## Stated problem
Leave out the pictures and repeat the rest of the material exactly.

* Start *

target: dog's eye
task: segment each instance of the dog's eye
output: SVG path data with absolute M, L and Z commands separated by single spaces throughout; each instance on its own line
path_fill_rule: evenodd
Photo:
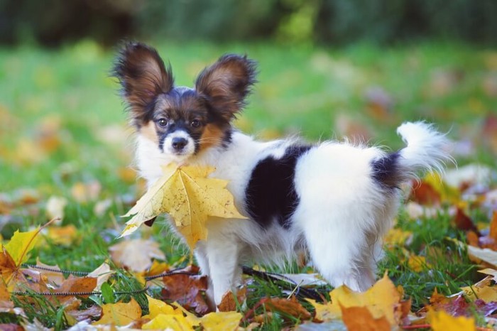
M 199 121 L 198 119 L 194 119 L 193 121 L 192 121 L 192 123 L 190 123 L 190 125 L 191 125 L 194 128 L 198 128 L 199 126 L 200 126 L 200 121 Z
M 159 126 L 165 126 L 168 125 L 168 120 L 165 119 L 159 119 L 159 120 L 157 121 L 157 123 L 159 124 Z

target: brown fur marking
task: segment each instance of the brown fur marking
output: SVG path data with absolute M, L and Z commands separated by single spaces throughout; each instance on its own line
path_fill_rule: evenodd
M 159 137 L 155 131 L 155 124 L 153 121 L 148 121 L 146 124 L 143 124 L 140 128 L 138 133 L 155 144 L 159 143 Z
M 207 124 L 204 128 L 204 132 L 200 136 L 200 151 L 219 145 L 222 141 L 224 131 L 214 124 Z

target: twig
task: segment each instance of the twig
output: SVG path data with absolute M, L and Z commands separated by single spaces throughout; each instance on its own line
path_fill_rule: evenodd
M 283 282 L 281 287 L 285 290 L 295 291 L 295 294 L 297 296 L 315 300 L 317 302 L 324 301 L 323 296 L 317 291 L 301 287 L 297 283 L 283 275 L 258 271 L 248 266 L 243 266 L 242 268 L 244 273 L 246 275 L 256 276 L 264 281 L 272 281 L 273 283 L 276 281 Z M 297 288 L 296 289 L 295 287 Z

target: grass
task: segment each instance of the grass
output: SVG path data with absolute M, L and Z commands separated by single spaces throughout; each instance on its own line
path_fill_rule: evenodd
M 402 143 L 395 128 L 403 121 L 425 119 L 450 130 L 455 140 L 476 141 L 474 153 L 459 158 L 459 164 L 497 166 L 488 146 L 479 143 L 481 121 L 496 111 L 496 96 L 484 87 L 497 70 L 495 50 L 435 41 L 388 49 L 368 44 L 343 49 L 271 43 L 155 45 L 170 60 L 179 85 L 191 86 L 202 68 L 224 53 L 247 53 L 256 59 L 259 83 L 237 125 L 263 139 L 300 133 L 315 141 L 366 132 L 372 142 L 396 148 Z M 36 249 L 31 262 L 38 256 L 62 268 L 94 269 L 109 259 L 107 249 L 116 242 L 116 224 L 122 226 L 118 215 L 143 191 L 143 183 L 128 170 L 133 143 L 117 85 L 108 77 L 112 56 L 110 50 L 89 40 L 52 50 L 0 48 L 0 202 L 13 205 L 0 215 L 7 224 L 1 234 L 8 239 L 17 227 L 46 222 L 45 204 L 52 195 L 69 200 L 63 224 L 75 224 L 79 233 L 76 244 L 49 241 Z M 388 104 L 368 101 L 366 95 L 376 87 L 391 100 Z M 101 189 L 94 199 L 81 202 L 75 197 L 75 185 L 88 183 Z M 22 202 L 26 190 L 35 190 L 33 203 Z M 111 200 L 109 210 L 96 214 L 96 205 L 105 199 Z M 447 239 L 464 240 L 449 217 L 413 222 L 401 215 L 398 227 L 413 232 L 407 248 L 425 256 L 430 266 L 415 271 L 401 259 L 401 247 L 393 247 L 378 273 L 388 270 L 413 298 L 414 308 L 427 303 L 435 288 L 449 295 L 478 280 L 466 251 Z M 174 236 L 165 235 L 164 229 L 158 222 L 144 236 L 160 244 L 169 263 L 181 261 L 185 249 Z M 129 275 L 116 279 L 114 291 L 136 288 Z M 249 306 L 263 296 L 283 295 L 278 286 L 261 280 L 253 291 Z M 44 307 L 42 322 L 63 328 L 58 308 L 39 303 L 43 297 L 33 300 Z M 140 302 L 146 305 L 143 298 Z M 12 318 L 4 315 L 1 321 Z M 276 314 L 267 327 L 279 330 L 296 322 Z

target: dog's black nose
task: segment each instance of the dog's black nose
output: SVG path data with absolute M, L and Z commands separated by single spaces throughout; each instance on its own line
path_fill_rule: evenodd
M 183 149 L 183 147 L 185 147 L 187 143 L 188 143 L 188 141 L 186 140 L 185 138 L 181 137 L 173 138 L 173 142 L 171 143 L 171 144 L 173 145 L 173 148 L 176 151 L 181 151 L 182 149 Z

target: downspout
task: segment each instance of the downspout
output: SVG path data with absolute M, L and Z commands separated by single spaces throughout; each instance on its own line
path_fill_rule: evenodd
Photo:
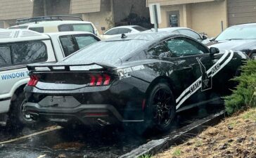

* End *

## Correct output
target: dog's eye
task: segment each instance of the dog's eye
output: SVG path data with absolute M, L and Z commands separated by single spaces throughout; each instance on its own line
path_fill_rule: evenodd
Photo:
M 199 121 L 198 119 L 194 119 L 193 121 L 192 121 L 192 123 L 190 123 L 190 125 L 191 125 L 194 128 L 198 128 L 199 126 L 200 126 L 200 121 Z
M 159 126 L 165 126 L 168 125 L 168 120 L 165 119 L 159 119 L 159 120 L 157 121 L 157 123 L 159 124 Z

target: brown fur marking
task: segment each instance of the brown fur marking
output: SVG path data with absolute M, L and Z commands separated by single spaces throughout; each instance on its own line
path_fill_rule: evenodd
M 159 137 L 155 131 L 155 124 L 153 121 L 148 121 L 146 124 L 143 124 L 140 128 L 138 133 L 155 144 L 159 143 Z
M 207 124 L 204 128 L 204 132 L 200 136 L 200 151 L 219 145 L 222 141 L 224 131 L 214 124 Z

target: twig
task: segment each instance of the twig
output: SVG path data with absolute M, L and Z commands separated by single spaces throughout; each instance on its own line
path_fill_rule: evenodd
M 283 282 L 281 287 L 285 290 L 295 291 L 295 294 L 297 296 L 315 300 L 317 302 L 324 301 L 323 296 L 317 291 L 301 287 L 297 283 L 283 275 L 258 271 L 248 266 L 243 266 L 242 268 L 244 273 L 246 275 L 256 276 L 264 281 L 272 281 L 273 283 L 276 281 Z M 297 288 L 296 289 L 295 287 Z

target: grass
task: segment each instance of the grass
output: SVG path data with absolute M, L and Z commands separated by single spaces throughout; each instance on its own line
path_fill_rule: evenodd
M 402 143 L 395 128 L 403 121 L 425 119 L 450 130 L 455 140 L 476 141 L 474 153 L 459 158 L 459 164 L 497 166 L 488 146 L 479 143 L 481 121 L 496 111 L 496 96 L 484 87 L 497 70 L 495 50 L 435 41 L 388 49 L 368 44 L 343 49 L 271 43 L 155 45 L 170 60 L 179 85 L 191 86 L 202 68 L 224 53 L 247 53 L 256 59 L 259 83 L 237 125 L 263 139 L 300 133 L 315 141 L 366 132 L 372 142 L 396 148 Z M 36 249 L 31 262 L 38 256 L 62 268 L 94 269 L 109 259 L 107 249 L 116 242 L 116 224 L 122 226 L 118 215 L 143 191 L 143 183 L 128 170 L 133 143 L 117 85 L 108 77 L 112 56 L 110 50 L 89 40 L 52 50 L 0 48 L 0 202 L 13 205 L 0 215 L 7 224 L 1 234 L 8 239 L 17 227 L 46 222 L 45 204 L 52 195 L 69 200 L 63 224 L 75 224 L 79 233 L 76 244 L 49 241 Z M 388 104 L 368 101 L 366 95 L 376 87 L 391 100 Z M 101 189 L 94 199 L 81 202 L 75 197 L 75 185 L 88 183 Z M 22 202 L 26 190 L 35 190 L 33 203 Z M 111 200 L 109 210 L 96 214 L 96 205 L 105 199 Z M 447 239 L 464 240 L 449 217 L 413 222 L 401 215 L 398 227 L 413 232 L 407 248 L 425 256 L 430 266 L 415 271 L 401 259 L 401 247 L 393 247 L 378 273 L 388 270 L 413 298 L 414 308 L 427 303 L 435 288 L 449 295 L 478 280 L 466 251 Z M 174 236 L 165 235 L 164 229 L 158 222 L 144 236 L 160 244 L 169 263 L 181 261 L 185 249 Z M 129 275 L 116 279 L 114 291 L 136 288 Z M 249 306 L 263 296 L 283 295 L 278 286 L 261 280 L 253 291 Z M 44 307 L 42 322 L 63 328 L 58 308 L 39 303 L 43 297 L 33 300 Z M 140 302 L 146 305 L 143 298 Z M 12 318 L 4 315 L 1 321 Z M 276 314 L 267 327 L 279 330 L 296 322 Z

target: dog's black nose
task: segment each instance of the dog's black nose
output: SVG path data with absolute M, L and Z commands separated by single spaces throughout; each instance on its own line
path_fill_rule: evenodd
M 183 149 L 183 147 L 185 147 L 187 143 L 188 143 L 188 141 L 186 140 L 185 138 L 181 137 L 173 138 L 173 142 L 171 143 L 171 144 L 173 145 L 173 148 L 176 151 L 181 151 L 182 149 Z

target: downspout
task: segment each instance of the downspout
output: SVG path data with absolute M, L and Z commands separated by single spaces throughout; each instance on its own line
path_fill_rule: evenodd
Photo:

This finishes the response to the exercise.